**Data entries**
"""
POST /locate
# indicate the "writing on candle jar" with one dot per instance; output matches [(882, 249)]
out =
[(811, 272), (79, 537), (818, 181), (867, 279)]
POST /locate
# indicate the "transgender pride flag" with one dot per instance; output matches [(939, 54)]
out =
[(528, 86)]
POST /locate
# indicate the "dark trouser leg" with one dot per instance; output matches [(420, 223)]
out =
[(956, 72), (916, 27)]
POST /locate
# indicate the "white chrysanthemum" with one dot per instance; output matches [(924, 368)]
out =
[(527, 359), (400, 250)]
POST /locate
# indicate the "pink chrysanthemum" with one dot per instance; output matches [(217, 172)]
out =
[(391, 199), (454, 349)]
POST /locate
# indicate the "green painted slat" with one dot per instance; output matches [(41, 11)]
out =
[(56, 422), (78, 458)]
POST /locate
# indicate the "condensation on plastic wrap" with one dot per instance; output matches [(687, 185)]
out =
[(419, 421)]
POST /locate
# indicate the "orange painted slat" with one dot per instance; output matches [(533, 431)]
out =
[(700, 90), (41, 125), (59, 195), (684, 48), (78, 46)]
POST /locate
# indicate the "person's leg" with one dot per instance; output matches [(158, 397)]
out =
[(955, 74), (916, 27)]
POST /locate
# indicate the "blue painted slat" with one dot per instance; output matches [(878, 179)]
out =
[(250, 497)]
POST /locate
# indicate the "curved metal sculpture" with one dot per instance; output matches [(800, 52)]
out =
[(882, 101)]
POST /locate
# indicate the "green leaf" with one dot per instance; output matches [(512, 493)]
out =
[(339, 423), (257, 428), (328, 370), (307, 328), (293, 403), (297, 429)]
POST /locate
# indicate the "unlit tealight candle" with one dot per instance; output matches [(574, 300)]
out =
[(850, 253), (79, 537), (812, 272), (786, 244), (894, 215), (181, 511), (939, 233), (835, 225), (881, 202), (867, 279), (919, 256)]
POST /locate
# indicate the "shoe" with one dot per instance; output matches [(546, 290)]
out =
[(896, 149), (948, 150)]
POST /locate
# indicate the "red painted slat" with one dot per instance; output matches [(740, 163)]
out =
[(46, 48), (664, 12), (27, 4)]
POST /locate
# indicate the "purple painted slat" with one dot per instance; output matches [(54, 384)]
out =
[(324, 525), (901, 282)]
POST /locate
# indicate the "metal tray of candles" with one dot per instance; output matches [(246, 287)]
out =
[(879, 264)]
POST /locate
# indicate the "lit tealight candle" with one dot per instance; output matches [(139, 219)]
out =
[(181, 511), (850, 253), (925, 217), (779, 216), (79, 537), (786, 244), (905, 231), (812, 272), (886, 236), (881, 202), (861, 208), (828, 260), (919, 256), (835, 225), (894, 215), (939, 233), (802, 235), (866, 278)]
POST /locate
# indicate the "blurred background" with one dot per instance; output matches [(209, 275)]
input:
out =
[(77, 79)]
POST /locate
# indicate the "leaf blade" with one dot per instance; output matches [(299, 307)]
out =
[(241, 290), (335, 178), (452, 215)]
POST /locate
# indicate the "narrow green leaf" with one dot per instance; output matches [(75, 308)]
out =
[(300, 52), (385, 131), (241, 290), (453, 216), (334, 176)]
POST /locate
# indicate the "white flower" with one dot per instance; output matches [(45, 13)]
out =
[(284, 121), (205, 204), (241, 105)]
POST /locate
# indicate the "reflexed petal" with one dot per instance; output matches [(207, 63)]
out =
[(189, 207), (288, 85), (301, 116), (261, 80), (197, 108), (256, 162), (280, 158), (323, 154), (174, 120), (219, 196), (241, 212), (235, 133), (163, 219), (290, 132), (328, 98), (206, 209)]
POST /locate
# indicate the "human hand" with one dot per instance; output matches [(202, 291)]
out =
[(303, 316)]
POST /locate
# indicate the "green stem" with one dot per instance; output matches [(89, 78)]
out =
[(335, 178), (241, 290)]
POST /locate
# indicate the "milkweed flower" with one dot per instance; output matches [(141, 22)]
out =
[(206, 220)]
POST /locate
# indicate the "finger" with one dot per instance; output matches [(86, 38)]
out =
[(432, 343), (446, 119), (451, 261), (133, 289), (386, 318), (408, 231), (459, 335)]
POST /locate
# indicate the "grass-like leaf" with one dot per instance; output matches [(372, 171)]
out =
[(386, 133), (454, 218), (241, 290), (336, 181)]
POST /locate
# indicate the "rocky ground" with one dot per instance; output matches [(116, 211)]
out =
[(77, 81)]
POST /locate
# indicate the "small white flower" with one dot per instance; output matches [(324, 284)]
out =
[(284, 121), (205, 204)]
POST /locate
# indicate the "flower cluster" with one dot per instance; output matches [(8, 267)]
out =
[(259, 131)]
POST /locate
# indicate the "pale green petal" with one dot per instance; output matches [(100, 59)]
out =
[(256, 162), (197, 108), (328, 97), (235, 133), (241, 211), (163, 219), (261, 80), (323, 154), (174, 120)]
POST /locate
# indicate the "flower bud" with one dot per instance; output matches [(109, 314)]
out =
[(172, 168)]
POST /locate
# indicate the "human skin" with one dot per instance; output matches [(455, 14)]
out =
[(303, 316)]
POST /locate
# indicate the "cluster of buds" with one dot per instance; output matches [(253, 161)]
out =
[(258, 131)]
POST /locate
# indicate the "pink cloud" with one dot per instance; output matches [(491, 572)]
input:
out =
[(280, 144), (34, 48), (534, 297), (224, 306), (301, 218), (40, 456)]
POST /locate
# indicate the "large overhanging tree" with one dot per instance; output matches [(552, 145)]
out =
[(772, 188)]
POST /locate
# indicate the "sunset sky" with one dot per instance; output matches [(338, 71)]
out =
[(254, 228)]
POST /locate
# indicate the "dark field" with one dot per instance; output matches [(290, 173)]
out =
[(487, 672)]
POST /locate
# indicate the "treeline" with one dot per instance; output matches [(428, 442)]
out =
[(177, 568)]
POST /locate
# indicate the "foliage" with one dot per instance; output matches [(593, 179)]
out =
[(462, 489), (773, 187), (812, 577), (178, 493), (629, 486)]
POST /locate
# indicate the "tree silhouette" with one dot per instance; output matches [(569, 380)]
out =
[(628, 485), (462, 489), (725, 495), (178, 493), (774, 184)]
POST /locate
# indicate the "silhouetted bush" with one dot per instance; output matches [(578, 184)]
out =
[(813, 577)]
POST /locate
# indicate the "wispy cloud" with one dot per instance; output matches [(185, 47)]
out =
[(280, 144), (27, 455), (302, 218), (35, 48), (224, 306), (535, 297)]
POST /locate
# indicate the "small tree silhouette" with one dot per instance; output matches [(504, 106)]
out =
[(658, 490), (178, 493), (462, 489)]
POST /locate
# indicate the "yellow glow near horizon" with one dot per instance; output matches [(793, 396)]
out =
"""
"""
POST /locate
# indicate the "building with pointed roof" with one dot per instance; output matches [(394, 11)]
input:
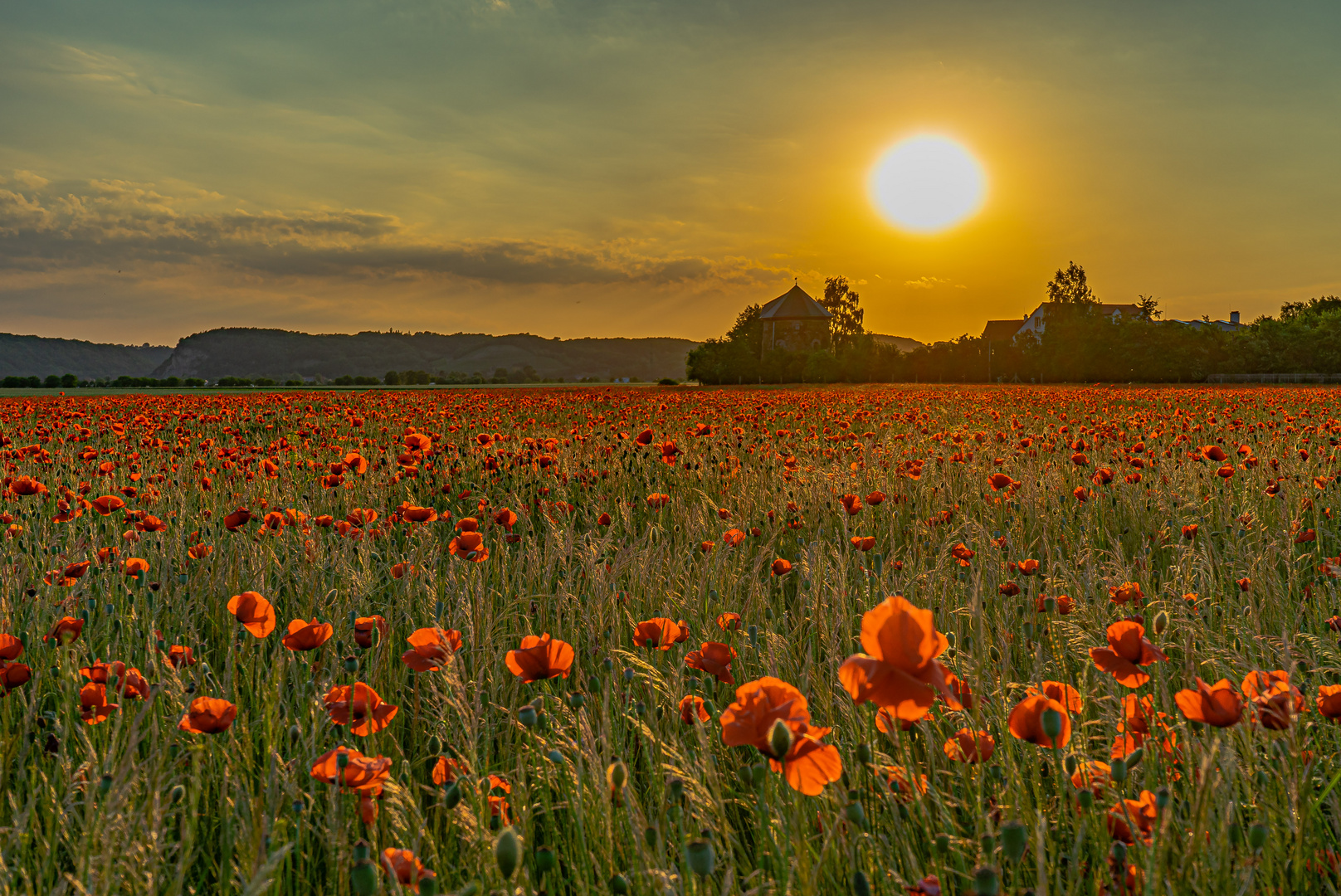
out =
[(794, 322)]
"""
"""
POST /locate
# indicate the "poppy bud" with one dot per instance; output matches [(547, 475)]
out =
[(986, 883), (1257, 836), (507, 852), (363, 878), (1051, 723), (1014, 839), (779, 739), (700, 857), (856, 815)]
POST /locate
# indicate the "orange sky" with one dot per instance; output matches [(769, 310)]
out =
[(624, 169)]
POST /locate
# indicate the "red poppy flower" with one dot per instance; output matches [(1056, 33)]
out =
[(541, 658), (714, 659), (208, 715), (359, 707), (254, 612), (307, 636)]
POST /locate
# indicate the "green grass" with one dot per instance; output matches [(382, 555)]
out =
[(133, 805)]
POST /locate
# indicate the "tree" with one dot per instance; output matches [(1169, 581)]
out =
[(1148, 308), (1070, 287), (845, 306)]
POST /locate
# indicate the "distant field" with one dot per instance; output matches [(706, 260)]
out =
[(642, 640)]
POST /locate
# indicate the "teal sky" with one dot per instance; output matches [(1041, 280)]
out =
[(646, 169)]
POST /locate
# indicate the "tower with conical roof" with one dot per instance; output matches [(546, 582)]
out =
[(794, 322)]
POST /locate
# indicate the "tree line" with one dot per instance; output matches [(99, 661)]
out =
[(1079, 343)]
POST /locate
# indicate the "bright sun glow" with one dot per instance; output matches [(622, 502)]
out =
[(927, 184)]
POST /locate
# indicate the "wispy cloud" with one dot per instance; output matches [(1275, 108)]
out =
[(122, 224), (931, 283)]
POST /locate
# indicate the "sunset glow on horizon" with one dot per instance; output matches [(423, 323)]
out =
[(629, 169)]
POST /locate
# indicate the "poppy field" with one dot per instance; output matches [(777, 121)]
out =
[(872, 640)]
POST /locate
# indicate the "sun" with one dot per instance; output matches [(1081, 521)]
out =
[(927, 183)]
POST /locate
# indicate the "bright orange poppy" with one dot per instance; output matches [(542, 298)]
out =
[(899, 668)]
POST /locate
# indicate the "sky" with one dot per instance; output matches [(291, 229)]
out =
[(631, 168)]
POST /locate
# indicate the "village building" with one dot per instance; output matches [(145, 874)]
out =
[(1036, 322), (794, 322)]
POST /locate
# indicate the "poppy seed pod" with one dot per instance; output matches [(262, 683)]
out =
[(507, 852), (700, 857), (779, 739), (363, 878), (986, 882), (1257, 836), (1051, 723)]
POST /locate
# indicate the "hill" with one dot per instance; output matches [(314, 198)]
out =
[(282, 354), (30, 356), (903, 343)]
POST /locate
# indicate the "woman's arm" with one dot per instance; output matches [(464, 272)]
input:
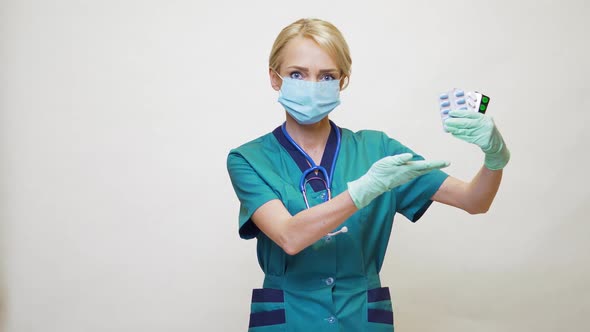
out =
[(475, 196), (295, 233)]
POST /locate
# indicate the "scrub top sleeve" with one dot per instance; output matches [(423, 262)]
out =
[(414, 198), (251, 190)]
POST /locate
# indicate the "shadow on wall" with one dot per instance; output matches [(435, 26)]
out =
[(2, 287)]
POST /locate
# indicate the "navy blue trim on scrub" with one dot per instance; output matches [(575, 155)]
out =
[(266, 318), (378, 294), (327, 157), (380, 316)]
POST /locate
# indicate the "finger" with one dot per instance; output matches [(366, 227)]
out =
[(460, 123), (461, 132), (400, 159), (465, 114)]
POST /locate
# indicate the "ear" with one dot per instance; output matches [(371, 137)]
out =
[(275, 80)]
"""
**Short task**
Return every line of the data above that contains the word "glow".

**Solved exercise**
# indicate the "yellow glow near horizon" with one dot per instance; output matches [(793, 396)]
# indicate the "bright sun glow" with one dot per instance; output matches [(622, 502)]
# indicate the "sunset glow on horizon" with one dot per instance; output matches [(423, 323)]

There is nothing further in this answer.